Exercise instructions: How many lines in the records below contain the string "foliage"? Case counts. Give only the number.

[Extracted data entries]
■ ■ ■ ■
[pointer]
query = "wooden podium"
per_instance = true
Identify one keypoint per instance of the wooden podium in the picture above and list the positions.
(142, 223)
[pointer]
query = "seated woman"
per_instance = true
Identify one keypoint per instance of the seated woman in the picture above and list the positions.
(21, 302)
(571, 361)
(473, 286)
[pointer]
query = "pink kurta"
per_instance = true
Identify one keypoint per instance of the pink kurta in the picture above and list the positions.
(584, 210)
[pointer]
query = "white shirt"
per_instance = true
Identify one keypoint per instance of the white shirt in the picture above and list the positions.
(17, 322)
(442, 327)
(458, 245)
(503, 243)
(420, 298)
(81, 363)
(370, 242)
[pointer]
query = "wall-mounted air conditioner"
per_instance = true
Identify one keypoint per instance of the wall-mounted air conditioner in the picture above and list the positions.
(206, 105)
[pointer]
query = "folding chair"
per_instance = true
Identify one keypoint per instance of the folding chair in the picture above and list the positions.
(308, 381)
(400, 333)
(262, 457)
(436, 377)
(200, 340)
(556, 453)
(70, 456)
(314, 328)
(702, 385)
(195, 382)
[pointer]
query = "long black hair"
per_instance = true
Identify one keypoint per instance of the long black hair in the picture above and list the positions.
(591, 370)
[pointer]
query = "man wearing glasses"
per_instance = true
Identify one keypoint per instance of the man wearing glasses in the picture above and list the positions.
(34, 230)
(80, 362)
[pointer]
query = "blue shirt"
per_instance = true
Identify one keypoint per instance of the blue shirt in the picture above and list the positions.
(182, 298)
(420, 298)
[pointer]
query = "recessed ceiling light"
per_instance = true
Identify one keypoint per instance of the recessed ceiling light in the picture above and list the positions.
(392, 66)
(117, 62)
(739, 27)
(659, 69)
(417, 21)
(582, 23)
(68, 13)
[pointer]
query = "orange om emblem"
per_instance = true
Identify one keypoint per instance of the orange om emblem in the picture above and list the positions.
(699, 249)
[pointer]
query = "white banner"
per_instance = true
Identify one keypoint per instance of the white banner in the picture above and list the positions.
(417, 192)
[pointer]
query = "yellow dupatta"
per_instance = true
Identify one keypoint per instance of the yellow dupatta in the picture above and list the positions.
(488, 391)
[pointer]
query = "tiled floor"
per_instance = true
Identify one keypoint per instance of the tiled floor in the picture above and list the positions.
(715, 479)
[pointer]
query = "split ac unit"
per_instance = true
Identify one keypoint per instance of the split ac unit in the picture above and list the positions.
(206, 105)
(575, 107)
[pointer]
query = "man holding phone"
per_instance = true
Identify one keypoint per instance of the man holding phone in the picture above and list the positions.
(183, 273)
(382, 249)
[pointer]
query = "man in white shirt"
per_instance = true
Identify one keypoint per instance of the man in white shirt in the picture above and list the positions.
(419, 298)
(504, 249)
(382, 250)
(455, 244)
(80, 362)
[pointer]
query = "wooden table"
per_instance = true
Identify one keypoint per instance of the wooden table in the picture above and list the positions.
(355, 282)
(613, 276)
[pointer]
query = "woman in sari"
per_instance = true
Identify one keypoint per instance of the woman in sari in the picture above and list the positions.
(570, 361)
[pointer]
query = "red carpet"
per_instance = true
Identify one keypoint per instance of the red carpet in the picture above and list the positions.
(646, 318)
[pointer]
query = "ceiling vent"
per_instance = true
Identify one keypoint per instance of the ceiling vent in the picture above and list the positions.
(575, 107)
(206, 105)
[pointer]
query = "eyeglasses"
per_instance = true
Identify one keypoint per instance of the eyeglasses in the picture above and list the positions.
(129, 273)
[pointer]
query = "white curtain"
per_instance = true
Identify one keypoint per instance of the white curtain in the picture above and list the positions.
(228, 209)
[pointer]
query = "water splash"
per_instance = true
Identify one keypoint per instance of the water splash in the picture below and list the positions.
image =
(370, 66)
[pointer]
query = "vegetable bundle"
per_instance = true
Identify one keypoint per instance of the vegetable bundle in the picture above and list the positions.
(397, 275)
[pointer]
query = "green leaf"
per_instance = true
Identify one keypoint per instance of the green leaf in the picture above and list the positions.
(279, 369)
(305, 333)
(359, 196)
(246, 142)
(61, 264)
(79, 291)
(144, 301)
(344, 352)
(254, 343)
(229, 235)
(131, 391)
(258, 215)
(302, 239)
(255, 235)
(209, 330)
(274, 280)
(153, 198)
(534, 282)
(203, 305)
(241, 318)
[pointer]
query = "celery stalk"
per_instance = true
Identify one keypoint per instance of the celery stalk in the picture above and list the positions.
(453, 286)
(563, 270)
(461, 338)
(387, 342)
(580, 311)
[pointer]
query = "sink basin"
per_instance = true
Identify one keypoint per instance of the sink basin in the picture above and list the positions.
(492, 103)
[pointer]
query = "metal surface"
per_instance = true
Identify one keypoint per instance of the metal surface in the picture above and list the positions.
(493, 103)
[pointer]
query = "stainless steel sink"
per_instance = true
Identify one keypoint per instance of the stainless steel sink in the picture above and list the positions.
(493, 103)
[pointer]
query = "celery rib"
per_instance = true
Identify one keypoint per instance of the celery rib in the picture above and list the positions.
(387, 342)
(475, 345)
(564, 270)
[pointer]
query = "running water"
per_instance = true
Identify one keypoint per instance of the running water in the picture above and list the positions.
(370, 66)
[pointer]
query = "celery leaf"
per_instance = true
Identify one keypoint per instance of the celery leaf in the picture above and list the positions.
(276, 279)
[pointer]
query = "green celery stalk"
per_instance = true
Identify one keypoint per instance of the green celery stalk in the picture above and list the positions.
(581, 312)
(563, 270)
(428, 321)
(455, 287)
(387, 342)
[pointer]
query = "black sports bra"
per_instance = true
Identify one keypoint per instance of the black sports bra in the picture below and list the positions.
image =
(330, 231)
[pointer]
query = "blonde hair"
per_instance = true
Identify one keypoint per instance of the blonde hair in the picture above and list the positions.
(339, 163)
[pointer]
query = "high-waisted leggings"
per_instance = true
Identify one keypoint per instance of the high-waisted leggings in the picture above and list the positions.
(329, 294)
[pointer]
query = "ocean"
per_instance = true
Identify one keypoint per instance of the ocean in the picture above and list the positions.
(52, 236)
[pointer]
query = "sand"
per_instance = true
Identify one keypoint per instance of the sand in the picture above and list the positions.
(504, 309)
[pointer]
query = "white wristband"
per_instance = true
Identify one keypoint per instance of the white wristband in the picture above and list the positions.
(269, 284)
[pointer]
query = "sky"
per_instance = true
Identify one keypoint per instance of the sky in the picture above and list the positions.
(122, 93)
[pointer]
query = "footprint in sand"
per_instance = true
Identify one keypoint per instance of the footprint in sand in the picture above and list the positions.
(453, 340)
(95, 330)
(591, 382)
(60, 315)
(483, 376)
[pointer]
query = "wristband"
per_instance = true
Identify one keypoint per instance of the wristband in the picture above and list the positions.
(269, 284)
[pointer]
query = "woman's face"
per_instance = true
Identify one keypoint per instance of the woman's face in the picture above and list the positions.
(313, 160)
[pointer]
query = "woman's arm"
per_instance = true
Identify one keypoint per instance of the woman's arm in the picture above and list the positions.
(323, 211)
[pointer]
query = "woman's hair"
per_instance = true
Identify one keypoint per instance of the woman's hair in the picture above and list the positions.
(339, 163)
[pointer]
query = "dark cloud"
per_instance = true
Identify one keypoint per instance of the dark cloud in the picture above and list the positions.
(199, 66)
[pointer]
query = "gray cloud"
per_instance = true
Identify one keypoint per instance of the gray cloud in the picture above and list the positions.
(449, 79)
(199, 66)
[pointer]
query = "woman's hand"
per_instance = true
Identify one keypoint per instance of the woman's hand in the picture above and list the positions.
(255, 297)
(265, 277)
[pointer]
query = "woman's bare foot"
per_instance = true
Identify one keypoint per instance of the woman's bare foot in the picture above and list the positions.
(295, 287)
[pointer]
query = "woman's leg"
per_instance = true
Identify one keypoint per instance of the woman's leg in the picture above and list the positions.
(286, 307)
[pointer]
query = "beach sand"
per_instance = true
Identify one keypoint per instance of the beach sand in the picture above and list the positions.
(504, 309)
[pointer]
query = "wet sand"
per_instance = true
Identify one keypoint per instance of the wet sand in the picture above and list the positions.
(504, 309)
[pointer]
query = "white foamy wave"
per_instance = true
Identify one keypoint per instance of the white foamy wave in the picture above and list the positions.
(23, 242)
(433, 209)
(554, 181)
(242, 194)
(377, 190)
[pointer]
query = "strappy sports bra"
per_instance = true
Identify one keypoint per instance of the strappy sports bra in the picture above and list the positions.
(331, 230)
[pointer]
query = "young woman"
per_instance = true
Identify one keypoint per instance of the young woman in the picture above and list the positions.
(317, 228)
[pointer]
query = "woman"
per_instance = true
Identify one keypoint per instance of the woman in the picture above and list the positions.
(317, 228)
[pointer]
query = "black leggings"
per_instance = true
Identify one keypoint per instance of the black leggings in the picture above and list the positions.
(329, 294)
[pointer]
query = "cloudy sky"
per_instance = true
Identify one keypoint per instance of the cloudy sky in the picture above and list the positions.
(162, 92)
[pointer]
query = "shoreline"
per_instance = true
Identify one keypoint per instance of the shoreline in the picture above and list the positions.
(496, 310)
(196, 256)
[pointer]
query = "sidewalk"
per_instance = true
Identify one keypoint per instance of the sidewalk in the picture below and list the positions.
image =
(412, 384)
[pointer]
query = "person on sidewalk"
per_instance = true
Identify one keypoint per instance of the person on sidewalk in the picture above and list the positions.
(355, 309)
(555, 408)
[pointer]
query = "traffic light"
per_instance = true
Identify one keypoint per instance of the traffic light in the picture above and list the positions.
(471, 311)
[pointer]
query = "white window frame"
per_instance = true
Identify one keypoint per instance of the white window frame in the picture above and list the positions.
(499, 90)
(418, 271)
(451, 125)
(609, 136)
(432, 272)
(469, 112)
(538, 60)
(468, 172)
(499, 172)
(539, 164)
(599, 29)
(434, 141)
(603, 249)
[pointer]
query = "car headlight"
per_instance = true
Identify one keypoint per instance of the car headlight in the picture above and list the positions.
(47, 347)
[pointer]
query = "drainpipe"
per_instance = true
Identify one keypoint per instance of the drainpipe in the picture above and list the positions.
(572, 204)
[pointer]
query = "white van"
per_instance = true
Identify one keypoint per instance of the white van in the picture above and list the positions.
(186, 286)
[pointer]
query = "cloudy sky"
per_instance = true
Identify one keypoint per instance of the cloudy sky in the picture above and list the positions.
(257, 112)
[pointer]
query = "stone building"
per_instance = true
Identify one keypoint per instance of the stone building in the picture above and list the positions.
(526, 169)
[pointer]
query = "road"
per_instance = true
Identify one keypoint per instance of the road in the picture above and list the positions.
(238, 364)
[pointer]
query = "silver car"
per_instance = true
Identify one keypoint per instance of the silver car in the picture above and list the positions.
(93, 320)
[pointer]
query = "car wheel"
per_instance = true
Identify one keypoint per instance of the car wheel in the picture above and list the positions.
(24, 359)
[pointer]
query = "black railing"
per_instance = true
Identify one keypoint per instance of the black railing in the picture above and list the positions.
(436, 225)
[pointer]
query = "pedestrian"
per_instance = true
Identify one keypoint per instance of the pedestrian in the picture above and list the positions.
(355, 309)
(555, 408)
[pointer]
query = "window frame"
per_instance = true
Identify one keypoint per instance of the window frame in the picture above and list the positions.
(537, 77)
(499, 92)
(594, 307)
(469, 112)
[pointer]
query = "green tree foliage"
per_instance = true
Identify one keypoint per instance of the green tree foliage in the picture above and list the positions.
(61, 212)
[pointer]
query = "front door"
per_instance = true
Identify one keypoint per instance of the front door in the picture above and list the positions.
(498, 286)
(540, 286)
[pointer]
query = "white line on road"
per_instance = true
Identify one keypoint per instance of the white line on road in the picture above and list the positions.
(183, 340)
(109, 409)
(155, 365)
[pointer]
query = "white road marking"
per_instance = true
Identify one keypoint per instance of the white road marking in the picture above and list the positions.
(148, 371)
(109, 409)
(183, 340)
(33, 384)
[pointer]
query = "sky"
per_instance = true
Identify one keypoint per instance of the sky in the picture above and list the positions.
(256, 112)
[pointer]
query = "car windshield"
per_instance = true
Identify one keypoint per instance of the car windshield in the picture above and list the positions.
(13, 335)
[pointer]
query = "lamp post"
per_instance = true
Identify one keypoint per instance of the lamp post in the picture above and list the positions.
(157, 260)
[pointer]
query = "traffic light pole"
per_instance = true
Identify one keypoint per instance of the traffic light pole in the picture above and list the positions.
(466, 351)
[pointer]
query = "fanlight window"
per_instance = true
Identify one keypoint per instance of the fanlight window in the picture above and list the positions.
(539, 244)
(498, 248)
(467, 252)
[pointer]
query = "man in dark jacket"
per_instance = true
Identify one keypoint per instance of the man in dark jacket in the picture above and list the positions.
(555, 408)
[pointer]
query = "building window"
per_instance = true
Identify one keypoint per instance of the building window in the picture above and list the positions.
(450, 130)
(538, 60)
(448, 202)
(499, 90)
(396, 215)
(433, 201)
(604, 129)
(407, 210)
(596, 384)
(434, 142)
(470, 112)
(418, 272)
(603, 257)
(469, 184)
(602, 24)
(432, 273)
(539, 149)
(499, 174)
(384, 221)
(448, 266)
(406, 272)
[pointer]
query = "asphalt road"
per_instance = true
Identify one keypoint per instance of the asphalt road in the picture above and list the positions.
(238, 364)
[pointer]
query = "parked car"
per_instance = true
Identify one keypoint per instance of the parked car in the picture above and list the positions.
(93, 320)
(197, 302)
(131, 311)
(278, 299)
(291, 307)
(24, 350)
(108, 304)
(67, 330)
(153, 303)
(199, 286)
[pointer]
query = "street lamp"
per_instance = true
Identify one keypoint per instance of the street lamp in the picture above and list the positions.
■ ■ ■ ■
Response: 2